(Point annotation records)
%%

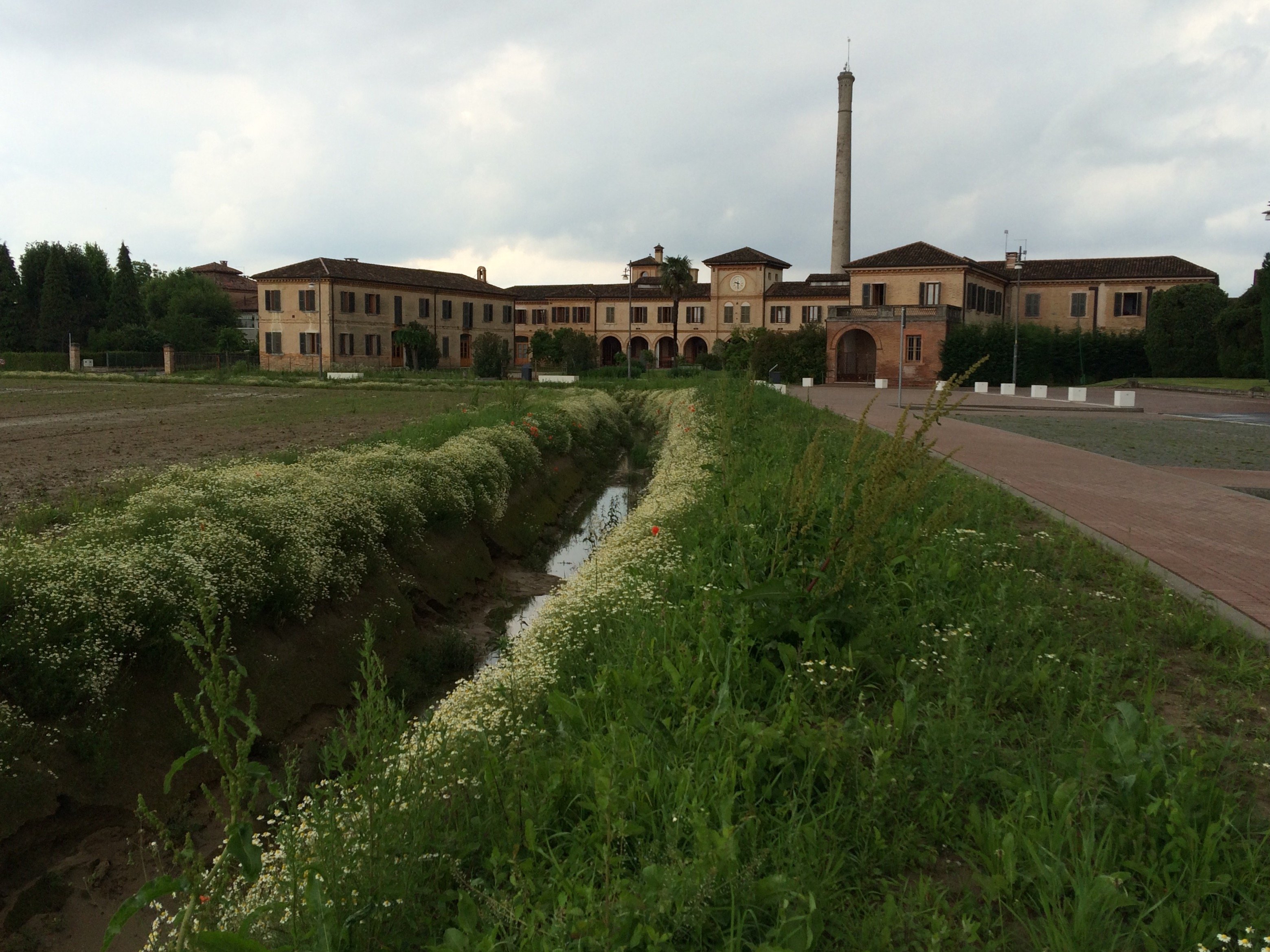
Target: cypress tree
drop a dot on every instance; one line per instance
(1266, 311)
(125, 296)
(56, 305)
(12, 327)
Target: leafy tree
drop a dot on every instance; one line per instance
(1182, 334)
(1240, 352)
(491, 355)
(421, 346)
(56, 305)
(676, 277)
(125, 306)
(187, 310)
(13, 330)
(545, 348)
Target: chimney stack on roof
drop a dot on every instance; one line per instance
(840, 253)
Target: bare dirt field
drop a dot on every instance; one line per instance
(60, 436)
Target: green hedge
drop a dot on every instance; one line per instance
(1046, 355)
(33, 361)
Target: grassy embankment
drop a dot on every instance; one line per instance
(817, 692)
(86, 603)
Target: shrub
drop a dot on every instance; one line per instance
(1046, 355)
(491, 355)
(1182, 333)
(1240, 350)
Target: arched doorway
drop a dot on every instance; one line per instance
(666, 352)
(695, 348)
(609, 351)
(639, 347)
(858, 357)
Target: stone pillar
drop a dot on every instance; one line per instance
(841, 247)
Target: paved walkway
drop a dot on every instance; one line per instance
(1209, 536)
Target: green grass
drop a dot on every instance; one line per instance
(873, 706)
(1150, 442)
(1206, 383)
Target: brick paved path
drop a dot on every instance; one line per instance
(1212, 537)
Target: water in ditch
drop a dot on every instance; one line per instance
(606, 513)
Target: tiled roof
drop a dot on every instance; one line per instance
(920, 254)
(639, 292)
(1107, 268)
(745, 256)
(342, 269)
(803, 289)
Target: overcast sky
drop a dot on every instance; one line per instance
(554, 141)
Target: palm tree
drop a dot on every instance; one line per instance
(676, 276)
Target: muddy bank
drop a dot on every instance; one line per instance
(69, 842)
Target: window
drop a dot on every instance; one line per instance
(1128, 302)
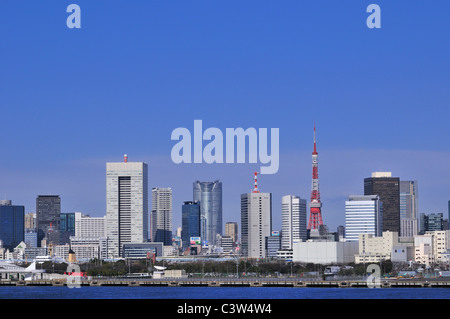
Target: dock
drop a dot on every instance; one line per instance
(234, 282)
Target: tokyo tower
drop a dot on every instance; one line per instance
(315, 215)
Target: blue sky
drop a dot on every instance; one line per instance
(73, 99)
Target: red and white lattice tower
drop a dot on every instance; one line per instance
(315, 206)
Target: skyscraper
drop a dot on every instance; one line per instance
(363, 215)
(232, 230)
(209, 195)
(126, 204)
(256, 222)
(48, 211)
(161, 220)
(388, 189)
(293, 220)
(67, 227)
(409, 197)
(190, 221)
(12, 220)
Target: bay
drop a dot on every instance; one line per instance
(261, 293)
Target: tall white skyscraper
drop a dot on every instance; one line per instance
(256, 222)
(209, 195)
(161, 219)
(89, 227)
(293, 219)
(126, 204)
(363, 215)
(409, 197)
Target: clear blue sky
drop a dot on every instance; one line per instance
(73, 99)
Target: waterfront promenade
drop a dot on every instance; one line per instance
(236, 282)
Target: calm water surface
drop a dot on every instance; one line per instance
(49, 292)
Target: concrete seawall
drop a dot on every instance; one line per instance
(259, 282)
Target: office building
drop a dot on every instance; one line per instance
(190, 221)
(363, 215)
(232, 230)
(30, 221)
(374, 249)
(66, 227)
(12, 221)
(209, 195)
(293, 220)
(256, 223)
(89, 227)
(388, 189)
(409, 227)
(409, 198)
(48, 211)
(161, 217)
(126, 204)
(431, 222)
(273, 244)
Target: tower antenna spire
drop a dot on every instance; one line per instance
(315, 215)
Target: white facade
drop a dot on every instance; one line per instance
(293, 218)
(89, 227)
(441, 244)
(81, 251)
(363, 215)
(161, 217)
(409, 227)
(256, 223)
(376, 248)
(126, 205)
(324, 252)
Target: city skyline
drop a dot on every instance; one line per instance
(77, 99)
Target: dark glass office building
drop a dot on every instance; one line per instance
(388, 189)
(48, 211)
(209, 195)
(66, 227)
(190, 222)
(12, 224)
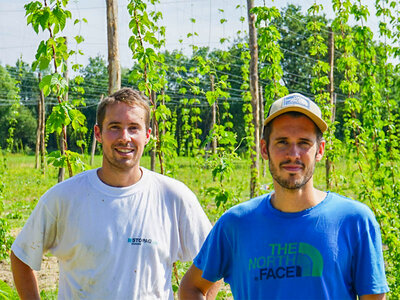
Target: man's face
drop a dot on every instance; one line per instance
(293, 151)
(123, 136)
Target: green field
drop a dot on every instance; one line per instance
(24, 185)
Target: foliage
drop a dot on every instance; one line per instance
(6, 292)
(54, 50)
(5, 238)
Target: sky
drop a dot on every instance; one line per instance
(17, 39)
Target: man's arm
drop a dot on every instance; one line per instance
(193, 286)
(373, 297)
(24, 279)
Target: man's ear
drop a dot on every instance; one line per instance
(264, 150)
(320, 151)
(148, 135)
(97, 133)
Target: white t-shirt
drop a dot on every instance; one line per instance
(114, 243)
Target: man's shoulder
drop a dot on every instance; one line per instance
(248, 208)
(340, 204)
(164, 181)
(71, 184)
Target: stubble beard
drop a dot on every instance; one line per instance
(291, 183)
(121, 164)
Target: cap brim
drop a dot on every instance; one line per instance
(318, 121)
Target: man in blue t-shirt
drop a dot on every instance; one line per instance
(296, 242)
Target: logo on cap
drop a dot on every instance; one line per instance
(296, 100)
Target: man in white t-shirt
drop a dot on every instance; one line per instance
(118, 229)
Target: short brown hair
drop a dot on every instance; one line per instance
(125, 95)
(268, 128)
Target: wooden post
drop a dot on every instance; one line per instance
(114, 69)
(254, 97)
(153, 151)
(262, 117)
(63, 135)
(42, 133)
(214, 144)
(39, 128)
(328, 163)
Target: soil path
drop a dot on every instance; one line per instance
(47, 277)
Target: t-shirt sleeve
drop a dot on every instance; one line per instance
(194, 227)
(368, 264)
(37, 235)
(215, 256)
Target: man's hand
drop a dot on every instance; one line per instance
(193, 286)
(24, 279)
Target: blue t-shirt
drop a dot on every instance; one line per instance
(330, 251)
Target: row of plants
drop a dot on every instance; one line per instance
(364, 72)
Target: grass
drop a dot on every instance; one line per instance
(24, 185)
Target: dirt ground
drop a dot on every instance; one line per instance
(47, 277)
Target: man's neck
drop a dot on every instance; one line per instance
(288, 200)
(119, 178)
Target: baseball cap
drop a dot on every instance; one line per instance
(296, 102)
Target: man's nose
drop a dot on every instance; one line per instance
(293, 151)
(125, 135)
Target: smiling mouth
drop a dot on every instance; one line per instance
(124, 150)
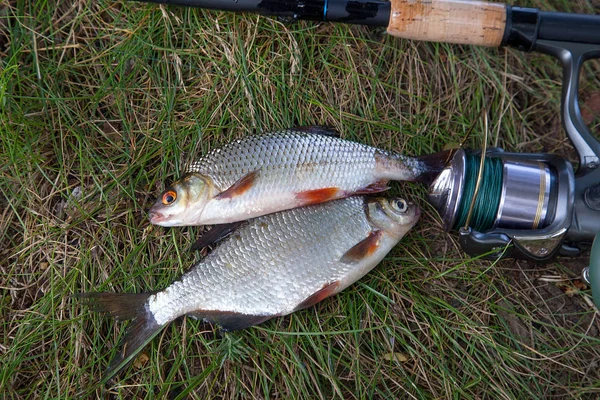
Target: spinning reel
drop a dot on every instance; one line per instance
(530, 206)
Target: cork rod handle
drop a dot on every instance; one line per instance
(453, 21)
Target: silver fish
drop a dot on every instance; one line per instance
(267, 173)
(270, 266)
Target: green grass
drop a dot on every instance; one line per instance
(102, 103)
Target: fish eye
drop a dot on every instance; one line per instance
(400, 205)
(169, 197)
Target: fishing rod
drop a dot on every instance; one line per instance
(528, 206)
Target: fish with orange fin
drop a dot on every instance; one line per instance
(272, 172)
(270, 266)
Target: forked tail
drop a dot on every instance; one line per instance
(123, 306)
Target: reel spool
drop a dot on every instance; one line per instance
(523, 199)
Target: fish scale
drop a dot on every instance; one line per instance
(270, 266)
(263, 174)
(288, 150)
(342, 222)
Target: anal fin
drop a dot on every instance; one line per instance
(230, 321)
(326, 291)
(363, 249)
(240, 187)
(318, 130)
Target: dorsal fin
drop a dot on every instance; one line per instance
(318, 130)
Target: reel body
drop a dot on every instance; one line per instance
(531, 206)
(524, 210)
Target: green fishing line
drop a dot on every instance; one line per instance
(488, 198)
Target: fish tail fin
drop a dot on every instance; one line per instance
(432, 164)
(141, 330)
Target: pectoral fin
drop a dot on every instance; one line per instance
(215, 234)
(318, 196)
(376, 187)
(363, 249)
(240, 187)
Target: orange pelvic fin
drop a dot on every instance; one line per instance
(363, 249)
(319, 195)
(327, 290)
(240, 187)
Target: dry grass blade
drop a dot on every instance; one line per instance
(103, 102)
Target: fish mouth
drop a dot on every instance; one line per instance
(156, 217)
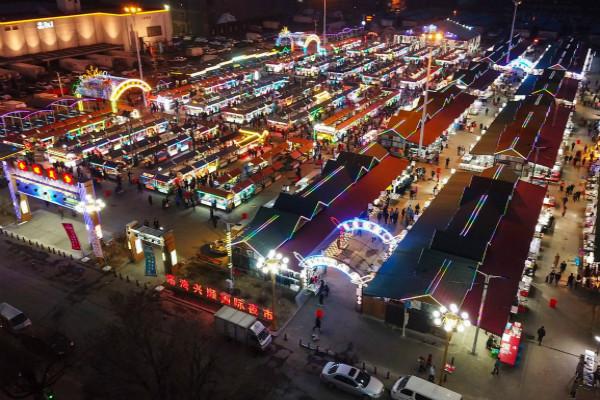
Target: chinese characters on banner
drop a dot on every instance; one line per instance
(150, 259)
(75, 245)
(215, 296)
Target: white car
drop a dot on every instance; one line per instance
(352, 380)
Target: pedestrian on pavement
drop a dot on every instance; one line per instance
(541, 334)
(421, 361)
(496, 370)
(429, 361)
(570, 280)
(431, 377)
(563, 266)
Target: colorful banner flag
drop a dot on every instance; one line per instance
(150, 259)
(75, 245)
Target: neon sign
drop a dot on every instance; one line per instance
(40, 25)
(224, 298)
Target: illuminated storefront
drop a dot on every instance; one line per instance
(31, 36)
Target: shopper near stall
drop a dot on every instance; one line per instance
(541, 333)
(563, 266)
(496, 370)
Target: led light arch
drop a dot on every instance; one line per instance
(299, 38)
(383, 234)
(318, 260)
(124, 86)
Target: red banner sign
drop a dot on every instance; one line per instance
(75, 245)
(215, 296)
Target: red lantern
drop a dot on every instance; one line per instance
(68, 179)
(22, 165)
(37, 169)
(51, 173)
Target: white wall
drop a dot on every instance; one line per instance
(20, 38)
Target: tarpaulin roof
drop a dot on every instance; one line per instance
(398, 278)
(489, 141)
(514, 233)
(550, 137)
(349, 205)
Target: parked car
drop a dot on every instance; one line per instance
(415, 388)
(13, 319)
(352, 380)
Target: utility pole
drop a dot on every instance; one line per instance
(512, 30)
(486, 283)
(324, 22)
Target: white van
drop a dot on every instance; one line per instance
(414, 388)
(12, 318)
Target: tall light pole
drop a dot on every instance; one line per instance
(452, 321)
(274, 263)
(324, 22)
(486, 284)
(133, 11)
(431, 39)
(512, 30)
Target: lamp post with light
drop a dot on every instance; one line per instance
(512, 29)
(133, 10)
(431, 39)
(90, 208)
(452, 321)
(272, 264)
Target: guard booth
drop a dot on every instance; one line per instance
(155, 246)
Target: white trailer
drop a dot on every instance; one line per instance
(28, 70)
(76, 65)
(102, 60)
(242, 327)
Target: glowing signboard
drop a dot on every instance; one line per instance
(44, 25)
(211, 294)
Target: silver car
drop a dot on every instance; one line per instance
(352, 380)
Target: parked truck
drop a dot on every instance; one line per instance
(242, 327)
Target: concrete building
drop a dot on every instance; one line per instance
(71, 28)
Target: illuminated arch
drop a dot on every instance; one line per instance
(310, 39)
(383, 234)
(124, 86)
(317, 260)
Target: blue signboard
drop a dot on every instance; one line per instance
(150, 259)
(52, 194)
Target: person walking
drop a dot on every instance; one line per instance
(563, 266)
(541, 334)
(431, 377)
(496, 370)
(570, 280)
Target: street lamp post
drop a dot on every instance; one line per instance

%%

▶ Exercise aim: Please rewrite everything in the records from the line containing "Target: stone pillar" down to the line containing "(1212, 537)", both included, replacing "drop a dot" with "place a marker" and keeping all else as it is.

▶ Solution:
Target: stone pillar
place a marker on every instance; one line per instance
(841, 247)
Target: paved walkway
place a marker on every instance; one line per instance
(1209, 536)
Target: green grass
place a marker on every instance; one line per instance
(873, 706)
(1150, 442)
(1206, 383)
Target: brick paved path
place a marker on every instance; one line per instance
(1212, 537)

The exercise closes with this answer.